AIM OF THE TASK
Below are some records; output all of them exactly.

DATA FOR THIS EXERCISE: Begin

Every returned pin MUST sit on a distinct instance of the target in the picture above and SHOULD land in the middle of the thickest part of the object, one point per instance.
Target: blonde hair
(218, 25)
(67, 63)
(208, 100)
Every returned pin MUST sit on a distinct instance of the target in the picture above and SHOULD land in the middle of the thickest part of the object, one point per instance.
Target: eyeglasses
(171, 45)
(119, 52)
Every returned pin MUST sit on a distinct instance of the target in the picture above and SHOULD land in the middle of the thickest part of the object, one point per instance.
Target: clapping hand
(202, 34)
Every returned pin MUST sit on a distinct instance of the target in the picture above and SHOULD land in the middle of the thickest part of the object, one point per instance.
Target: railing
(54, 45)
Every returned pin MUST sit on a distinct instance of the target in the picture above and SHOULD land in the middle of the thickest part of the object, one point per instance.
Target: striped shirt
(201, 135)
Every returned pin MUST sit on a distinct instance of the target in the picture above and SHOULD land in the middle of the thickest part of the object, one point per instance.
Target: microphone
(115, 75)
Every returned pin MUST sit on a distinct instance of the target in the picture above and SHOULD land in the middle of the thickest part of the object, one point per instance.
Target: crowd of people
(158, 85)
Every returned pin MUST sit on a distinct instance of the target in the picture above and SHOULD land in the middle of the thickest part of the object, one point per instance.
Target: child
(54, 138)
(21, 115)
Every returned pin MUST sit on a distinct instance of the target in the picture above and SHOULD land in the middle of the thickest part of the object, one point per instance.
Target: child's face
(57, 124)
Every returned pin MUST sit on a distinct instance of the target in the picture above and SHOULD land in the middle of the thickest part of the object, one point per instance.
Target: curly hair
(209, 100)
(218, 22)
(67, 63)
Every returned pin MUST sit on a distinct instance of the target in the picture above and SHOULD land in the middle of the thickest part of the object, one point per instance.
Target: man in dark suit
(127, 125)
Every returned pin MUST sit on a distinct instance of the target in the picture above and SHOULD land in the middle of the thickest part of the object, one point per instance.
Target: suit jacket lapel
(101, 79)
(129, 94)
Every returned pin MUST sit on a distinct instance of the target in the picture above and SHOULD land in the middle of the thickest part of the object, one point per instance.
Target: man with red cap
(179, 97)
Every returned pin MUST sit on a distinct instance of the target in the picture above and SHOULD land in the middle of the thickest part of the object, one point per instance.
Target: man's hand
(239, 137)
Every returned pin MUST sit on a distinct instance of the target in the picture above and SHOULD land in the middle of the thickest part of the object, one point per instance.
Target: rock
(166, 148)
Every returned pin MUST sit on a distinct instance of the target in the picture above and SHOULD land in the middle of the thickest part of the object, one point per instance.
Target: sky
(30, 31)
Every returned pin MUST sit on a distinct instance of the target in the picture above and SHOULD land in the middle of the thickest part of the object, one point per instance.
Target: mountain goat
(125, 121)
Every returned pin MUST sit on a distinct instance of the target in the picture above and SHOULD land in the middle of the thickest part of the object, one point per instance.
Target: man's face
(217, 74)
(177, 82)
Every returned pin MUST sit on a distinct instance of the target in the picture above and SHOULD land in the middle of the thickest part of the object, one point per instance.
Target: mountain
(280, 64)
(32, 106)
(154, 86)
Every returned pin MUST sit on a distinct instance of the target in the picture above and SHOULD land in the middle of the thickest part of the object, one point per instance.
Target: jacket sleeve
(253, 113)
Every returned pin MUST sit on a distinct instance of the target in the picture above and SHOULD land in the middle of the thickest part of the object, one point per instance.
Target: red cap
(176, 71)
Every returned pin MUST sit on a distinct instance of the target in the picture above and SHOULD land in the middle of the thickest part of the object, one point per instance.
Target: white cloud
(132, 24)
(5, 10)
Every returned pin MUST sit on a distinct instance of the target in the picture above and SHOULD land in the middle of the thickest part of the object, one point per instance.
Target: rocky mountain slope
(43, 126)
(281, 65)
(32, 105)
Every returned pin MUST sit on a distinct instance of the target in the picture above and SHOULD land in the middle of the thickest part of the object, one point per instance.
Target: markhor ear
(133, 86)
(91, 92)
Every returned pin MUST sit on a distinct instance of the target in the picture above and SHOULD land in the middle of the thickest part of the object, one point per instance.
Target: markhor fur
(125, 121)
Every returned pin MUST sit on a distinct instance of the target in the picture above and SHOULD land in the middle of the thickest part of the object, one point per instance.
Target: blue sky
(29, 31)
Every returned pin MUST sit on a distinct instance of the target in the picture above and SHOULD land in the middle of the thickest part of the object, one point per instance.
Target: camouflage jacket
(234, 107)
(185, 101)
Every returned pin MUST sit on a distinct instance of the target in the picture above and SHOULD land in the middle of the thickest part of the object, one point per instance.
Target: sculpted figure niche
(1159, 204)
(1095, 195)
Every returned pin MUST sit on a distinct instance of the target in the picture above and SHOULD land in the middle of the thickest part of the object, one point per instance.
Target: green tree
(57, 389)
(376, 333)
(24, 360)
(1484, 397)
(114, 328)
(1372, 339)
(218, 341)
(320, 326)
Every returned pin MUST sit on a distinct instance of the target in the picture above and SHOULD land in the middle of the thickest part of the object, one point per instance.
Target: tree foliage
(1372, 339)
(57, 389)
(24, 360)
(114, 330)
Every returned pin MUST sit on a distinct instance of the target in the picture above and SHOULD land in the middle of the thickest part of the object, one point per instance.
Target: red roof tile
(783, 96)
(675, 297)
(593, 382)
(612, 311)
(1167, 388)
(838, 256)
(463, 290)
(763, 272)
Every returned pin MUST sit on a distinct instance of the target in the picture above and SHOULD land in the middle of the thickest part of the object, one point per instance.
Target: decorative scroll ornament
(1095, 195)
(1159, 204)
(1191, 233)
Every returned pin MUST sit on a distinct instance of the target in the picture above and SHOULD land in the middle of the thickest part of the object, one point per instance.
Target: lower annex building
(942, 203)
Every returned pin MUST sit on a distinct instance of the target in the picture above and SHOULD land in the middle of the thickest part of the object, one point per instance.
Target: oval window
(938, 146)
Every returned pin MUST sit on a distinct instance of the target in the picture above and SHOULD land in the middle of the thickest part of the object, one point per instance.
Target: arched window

DATA FOR THIS EXERCISE: End

WRITTEN REPLY
Every returned pin MUST sit on a distinct instance of the target in the picture above and SHOULD land in the middle of the thickest part of the object, one point per instance.
Target: blonde hair
(218, 25)
(67, 63)
(208, 100)
Every returned pin MUST sit on a distinct instance of the target in the picture above and SHOULD land in the middle of the thickest part of the object, one point per instance.
Target: eyeglasses
(171, 45)
(119, 52)
Every returned pin MUST sit on a distinct instance of the target in the picture above and SHOULD land in the middle of the thickest part of the object, one point per instance.
Target: clapping hand
(202, 34)
Every returned pin MUST sit on a distinct instance of the target in the picture above and SHOULD land in the middle of the thickest part of the object, one point per instance.
Target: railing
(54, 45)
Every returned pin MUST sit on a distinct instance of the target in the picture above and SHOULD land in the middle of the thickest part of the object, one point per instance.
Target: striped shirt
(201, 135)
Every returned pin MUST sit on a distinct instance of the target in the picture above and SHOULD land in the middle of the thickest part of the object, one point per instance.
Target: microphone
(115, 75)
Every returned pin MUST sit on a distinct instance of the target in the picture above and SHOULD land in the middle of the thickest part of the object, one point per instance.
Target: crowd of people
(158, 85)
Every returned pin MUST sit on a distinct instance of the target in the picture above and SHOULD land in the middle of the thickest part of the object, one point per instance.
Target: child
(54, 138)
(21, 115)
Every returned pin MUST sit on a distinct instance of the target in the picture above and SHOULD land in the middle of the thickest part of the object, one point per instance.
Target: child's face
(57, 124)
Every returned pin MUST sit on a distinct instance of the target in the picture above and SHOULD land in the middle of the thickest part of the object, one point per instance.
Target: curly hair
(209, 100)
(218, 22)
(67, 63)
Every returned pin MUST sit on a distinct instance of the target in the picture above and SHOULD land in the middle of the thickest part of the object, one point per instance.
Target: man in dark suit
(127, 125)
Every returned pin MUST sit on a distinct instance of the target in the picture above and SHOULD land in the middle of the thickest part of the object, one point per instance.
Target: suit jacket lapel
(101, 79)
(129, 94)
Every returned pin MUST sit on a distinct instance of the target in the picture above and SHOULD land in the middle of the thickest part of the object, one point per instance.
Target: man with red cap
(179, 97)
Every returned pin MUST sit on a distinct instance of the target in the picture above and SHOULD land in the middle of the thickest part of the object, one point per instance.
Target: man's hand
(239, 137)
Every returned pin MUST sit on a distinct instance of the target in the picture above and SHOULD land in the middle of the thickest part of the object, one point per instance.
Target: rock
(166, 148)
Every returned pin MUST sit on a distinct instance of the target in the picture above and SHOULD land in the middle of the thickest part of the object, one point per instance.
Target: sky
(30, 31)
Every returned pin MUST sit on a distinct instance of the target in the picture above and SHOULD land in the middle of the thickest part of the object, one point per instance.
Target: mountain goat
(125, 121)
Every returned pin MUST sit on a distinct instance of the target in the picture above and SHOULD land in the middle of the thickest part of the object, one point per instance.
Target: man's face
(217, 74)
(177, 82)
Every returned pin MUST sit on a distinct instance of the target in the picture above and SHOULD land in the middle of the thickest part of the object, one point per instance.
Target: mountain
(280, 64)
(32, 106)
(154, 86)
Every returned pin MUST sit on a distinct instance of the target in the picture above and SHOULD land in the middle of the thickest part of the object, one point per instance.
Target: jacket sleeve
(253, 113)
Every returned pin MUST sit on a distinct instance of the target in the picture above and SHOULD land in the middle of the thickest part of the object, one point per instance.
Target: red cap
(176, 71)
Every returned pin MUST sit on a distinct instance of the target in the picture above and SHOULD land in the middle of the thickest part of the object, one point per instance.
Target: white cloud
(132, 24)
(5, 10)
Every returned pin MUST sit on a distinct instance of the target in the picture above and SHOULD land in the middle of the thickest part of the object, one point per instance.
Target: rocky mountain slope
(43, 126)
(281, 65)
(32, 105)
Every returned pin MUST sit on a distinct instance of the target in the picture above and SHOULD land in the middle of the thickest part of the object, one point per instance.
Target: markhor ear
(133, 86)
(91, 92)
Every returned pin MUST sit on a distinct instance of the target in the picture above and SHOULD land in the middle of the thickest part of the object, one point per instance.
Target: markhor fur
(125, 121)
Every returned pin MUST sit on a distinct instance of the target in the picture above and SHOULD land in the middle of the thickest part of the object, one point per instance.
Target: blue sky
(29, 31)
Every returned pin MUST sit on a distinct instance of the target in the picture above and SHOULD land in the middle of the thickest part of the object, one point per instance.
Target: camouflage jacket
(234, 107)
(185, 101)
Every returned pin MUST sit on a distinct instance of the target in the picture above and SHOULD land in the middle of the thickest part of the object, one point per instance.
Target: sculpted figure niche
(1159, 204)
(1095, 195)
Every returned pin MUST sit on a distinct instance of the target in the picture above and SHOULD land in the middle of the thickest part of the object, one point per instance.
Target: green tree
(57, 389)
(376, 333)
(24, 360)
(1484, 397)
(114, 328)
(1372, 339)
(218, 341)
(320, 326)
Every returned pin MUST sit on a distinct instance of the target in the picture above and SHOULD land in the middle of the thickest part of the object, one point per instance.
Target: tree foliage
(1372, 339)
(57, 389)
(24, 360)
(114, 330)
Every returned pin MUST sit on a distinct instance of the target in the picture above and SHOULD land in the middle of the thickest part of the object, one point per instance.
Target: red roof tile
(783, 96)
(675, 297)
(593, 382)
(612, 311)
(1167, 388)
(838, 256)
(463, 290)
(763, 272)
Every returned pin MUST sit on a distinct instance of the target in the picture above and SHOULD land in the middle of the thickest part of the object, one point per instance.
Target: decorative scroll ornament
(1095, 195)
(1159, 204)
(1191, 233)
Every returned pin MUST sit on a distinct instance of the target in the picture above and SHOULD land in the middle of the thickest part of the object, one point per instance.
Target: lower annex building
(942, 203)
Every returned pin MUST sit on a distinct instance of the target in the picture above and SHOULD land in the middle of the thickest part of the object, one point per instance.
Target: oval window
(938, 146)
Every returned pin MUST sit on a distinct instance of the target in the picture above and SHOULD land in the middle of the thickest part of the object, one point per instance.
Target: arched window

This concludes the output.